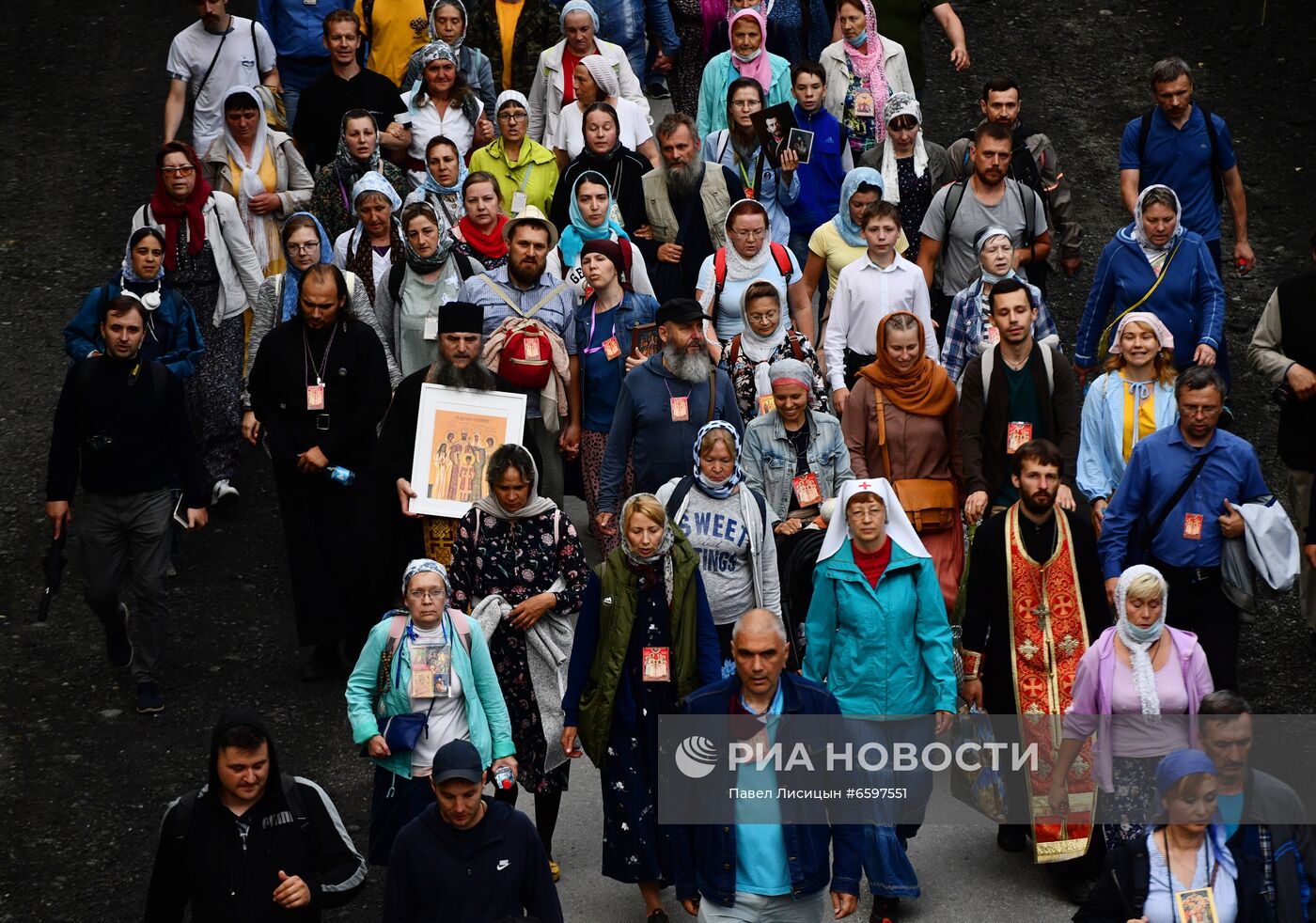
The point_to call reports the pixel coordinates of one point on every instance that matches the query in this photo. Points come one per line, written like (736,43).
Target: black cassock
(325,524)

--

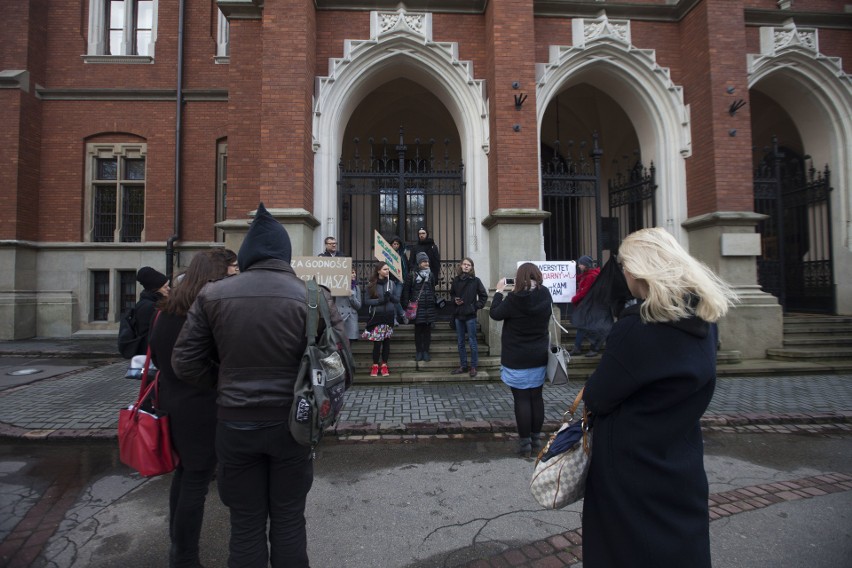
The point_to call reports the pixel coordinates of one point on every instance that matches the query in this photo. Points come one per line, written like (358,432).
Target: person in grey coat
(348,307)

What to produce: Return each line of the material above that contains the word "query", treating uppercase and lowercase letters as different.

Exercise output:
The point_to call reports the pixel coordinates of one point on every instance that matches the query in this photo. Points come one per line, written like (736,43).
The point_to call reports the pixel coordinates of one point on every instance that matches the query in this photo. Points come one per line, written like (358,432).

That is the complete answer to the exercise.